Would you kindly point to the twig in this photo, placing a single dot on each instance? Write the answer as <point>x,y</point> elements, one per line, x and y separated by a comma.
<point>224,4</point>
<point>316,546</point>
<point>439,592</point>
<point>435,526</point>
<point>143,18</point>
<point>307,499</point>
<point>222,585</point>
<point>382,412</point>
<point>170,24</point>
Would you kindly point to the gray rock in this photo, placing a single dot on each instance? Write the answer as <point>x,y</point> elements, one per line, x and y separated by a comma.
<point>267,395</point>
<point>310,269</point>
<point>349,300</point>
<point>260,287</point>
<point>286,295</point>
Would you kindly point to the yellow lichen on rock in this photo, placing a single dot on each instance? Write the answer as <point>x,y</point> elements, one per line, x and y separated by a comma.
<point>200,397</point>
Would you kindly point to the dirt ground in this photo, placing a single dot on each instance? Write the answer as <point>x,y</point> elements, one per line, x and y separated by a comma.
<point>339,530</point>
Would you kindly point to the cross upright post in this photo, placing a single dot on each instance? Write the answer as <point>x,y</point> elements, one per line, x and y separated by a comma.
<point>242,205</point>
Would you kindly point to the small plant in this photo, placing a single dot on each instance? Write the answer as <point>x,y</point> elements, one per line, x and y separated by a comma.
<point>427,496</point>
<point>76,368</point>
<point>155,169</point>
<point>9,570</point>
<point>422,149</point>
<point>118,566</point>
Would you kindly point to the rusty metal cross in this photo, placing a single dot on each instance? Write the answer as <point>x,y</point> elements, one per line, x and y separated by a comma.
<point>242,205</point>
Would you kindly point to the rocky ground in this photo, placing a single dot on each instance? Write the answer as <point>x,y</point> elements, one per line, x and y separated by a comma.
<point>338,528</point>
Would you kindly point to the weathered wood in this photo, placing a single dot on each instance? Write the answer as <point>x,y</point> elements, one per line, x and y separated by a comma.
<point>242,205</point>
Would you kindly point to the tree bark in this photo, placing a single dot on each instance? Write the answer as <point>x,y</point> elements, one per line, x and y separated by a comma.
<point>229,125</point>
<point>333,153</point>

================

- What you need to do
Can you pull every line of the data above and reproduce each one verbatim, in its original order?

- Completed exercise
Would you kindly point to the twig in this photo, placing a single dot on each instance? Write the answer as <point>x,y</point> elements, one per line, x and y separated by a comma.
<point>224,4</point>
<point>316,546</point>
<point>439,592</point>
<point>435,526</point>
<point>143,18</point>
<point>307,499</point>
<point>222,585</point>
<point>382,412</point>
<point>170,24</point>
Would you kindly point to the gray rock in this photo, placing a single dot on each instance? Write the answer as <point>x,y</point> elements, one per line, x and y separated by a comma.
<point>267,395</point>
<point>310,269</point>
<point>349,300</point>
<point>260,287</point>
<point>286,295</point>
Would you kindly point to the yellow lichen on rock in this photo, placing a single dot on each instance? Write the answer as <point>x,y</point> elements, one per line, x and y separated by a comma.
<point>200,397</point>
Would you kindly point to the dirt ground in this photo, placing a single dot on each instance? Write the answer as <point>x,y</point> elements, one per line, x and y separated by a comma.
<point>339,530</point>
Would you kindly point to the cross upright post in this photo, placing a single dot on each instance? Write the answer as <point>x,y</point> elements, one per line, x and y separated by a comma.
<point>242,205</point>
Would you kindly point to the small plant in this photo, placing a single dot on each instance? Write the answer as <point>x,y</point> elements, one per line, x and y separated by a comma.
<point>427,496</point>
<point>76,368</point>
<point>155,169</point>
<point>9,570</point>
<point>422,149</point>
<point>118,566</point>
Would you kindly point to the rusty metal cross in this photo, placing a single dot on each instance? Write the answer as <point>x,y</point> elements, one per line, x and y separated by a comma.
<point>242,205</point>
Would you kindly point to the rocky ground in this photo, placing a single dot on each instance? Write the answer as <point>x,y</point> elements, one per line, x and y separated by a comma.
<point>338,528</point>
Would you kindly point to the weathered wood in this photo, placing a single dot on each instance? Write the answer as <point>x,y</point> elements, one per line, x and y separated by a comma.
<point>242,205</point>
Would you kindly point to the tree bark in this photo, placing a single dot on each instance? Write the answer as <point>x,y</point> elements, one per line, x and y separated by a comma.
<point>229,125</point>
<point>333,153</point>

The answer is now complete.